**SET PROBLEM:** Pull out every line below that contains the word "hull", and copy each one unchanged.

Items from a labeling collection:
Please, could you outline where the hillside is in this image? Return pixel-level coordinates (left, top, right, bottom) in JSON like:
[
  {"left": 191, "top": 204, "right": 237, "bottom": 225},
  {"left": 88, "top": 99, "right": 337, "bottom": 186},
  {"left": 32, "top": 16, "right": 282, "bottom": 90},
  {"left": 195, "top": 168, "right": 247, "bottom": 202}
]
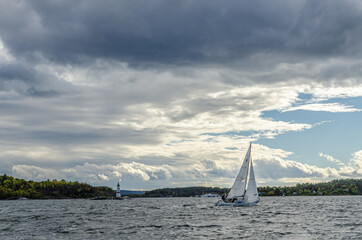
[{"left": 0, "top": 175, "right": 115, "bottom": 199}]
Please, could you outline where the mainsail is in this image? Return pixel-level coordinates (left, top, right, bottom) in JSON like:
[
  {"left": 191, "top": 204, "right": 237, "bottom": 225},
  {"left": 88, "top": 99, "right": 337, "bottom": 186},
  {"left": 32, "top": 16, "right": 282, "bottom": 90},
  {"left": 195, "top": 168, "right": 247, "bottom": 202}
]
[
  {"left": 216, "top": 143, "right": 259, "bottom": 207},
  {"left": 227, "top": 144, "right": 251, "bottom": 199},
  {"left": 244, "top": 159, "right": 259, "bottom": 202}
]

---

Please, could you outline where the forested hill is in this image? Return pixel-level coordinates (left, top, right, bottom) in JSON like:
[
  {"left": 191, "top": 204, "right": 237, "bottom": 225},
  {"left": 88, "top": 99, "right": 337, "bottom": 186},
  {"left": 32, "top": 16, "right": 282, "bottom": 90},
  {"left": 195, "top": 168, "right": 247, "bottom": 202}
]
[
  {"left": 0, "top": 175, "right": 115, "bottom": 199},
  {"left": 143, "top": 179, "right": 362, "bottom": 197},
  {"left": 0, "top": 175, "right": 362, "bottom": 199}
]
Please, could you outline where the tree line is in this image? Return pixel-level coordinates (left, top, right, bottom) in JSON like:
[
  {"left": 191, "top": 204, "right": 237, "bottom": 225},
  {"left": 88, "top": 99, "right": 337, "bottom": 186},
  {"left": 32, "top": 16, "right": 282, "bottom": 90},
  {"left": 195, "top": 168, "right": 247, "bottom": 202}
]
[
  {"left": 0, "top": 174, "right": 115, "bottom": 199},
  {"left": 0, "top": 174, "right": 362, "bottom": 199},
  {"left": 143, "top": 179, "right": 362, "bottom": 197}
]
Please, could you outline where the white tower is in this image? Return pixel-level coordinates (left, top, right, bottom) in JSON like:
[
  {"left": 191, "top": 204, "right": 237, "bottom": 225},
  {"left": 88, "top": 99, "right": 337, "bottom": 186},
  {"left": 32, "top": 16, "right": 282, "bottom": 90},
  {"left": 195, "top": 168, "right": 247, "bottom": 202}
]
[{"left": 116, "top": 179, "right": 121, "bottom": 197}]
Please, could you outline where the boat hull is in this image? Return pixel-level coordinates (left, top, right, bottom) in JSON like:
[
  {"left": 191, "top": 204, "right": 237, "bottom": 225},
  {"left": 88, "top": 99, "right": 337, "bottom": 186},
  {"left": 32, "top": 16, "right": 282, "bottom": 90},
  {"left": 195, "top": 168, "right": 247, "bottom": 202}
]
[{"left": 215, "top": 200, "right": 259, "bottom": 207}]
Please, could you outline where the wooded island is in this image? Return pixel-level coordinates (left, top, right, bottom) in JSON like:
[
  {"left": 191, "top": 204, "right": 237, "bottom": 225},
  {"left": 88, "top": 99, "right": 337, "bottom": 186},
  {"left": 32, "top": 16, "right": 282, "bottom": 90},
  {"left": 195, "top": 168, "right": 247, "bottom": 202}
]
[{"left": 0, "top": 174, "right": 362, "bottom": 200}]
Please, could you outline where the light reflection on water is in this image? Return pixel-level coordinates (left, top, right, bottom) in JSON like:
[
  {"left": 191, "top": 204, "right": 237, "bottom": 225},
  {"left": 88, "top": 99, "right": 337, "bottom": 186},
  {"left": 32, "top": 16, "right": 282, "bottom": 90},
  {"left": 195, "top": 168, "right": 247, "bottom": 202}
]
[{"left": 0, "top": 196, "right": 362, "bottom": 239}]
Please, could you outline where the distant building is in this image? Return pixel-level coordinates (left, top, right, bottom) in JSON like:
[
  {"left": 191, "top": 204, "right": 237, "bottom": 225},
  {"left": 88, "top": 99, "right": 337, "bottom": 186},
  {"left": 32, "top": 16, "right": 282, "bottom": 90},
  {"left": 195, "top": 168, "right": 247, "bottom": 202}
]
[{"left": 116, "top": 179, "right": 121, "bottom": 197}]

==

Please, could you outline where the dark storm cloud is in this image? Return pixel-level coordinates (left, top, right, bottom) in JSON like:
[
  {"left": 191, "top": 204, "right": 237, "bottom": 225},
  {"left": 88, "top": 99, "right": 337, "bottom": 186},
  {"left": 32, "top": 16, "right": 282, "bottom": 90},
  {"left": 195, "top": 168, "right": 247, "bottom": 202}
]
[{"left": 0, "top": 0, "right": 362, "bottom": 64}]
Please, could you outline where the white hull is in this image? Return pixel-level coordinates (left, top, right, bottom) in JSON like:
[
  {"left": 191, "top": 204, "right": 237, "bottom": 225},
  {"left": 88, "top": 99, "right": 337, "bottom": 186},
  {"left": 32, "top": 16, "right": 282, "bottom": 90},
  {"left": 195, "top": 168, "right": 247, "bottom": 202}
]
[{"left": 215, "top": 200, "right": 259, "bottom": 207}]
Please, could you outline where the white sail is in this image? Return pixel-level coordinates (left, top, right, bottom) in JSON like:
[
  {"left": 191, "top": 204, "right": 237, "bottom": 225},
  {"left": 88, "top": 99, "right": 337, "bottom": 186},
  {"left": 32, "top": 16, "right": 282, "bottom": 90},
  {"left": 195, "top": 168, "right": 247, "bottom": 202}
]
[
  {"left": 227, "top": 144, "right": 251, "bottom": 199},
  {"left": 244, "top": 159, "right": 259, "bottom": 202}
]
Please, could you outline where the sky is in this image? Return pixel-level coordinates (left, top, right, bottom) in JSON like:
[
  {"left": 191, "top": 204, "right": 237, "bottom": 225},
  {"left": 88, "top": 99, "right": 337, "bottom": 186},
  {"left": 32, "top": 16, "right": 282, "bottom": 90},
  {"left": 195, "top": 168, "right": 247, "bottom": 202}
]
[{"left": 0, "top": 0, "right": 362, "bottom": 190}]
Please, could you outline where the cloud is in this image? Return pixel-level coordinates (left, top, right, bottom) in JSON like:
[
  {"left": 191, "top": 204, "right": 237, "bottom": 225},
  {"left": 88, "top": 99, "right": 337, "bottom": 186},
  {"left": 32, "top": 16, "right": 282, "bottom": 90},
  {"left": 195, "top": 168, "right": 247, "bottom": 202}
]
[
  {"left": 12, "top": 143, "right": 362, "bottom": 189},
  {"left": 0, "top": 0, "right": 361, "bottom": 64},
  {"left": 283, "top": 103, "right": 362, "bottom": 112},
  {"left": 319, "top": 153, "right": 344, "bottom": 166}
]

**TASK SOLUTION:**
Please, could you outline where the boat hull is in this image? Return pixel-level coordinates (left, top, right, bottom) in JSON like:
Please, could you outline where the white hull is in this image? Return pixel-level coordinates (left, top, right, bottom) in JSON like:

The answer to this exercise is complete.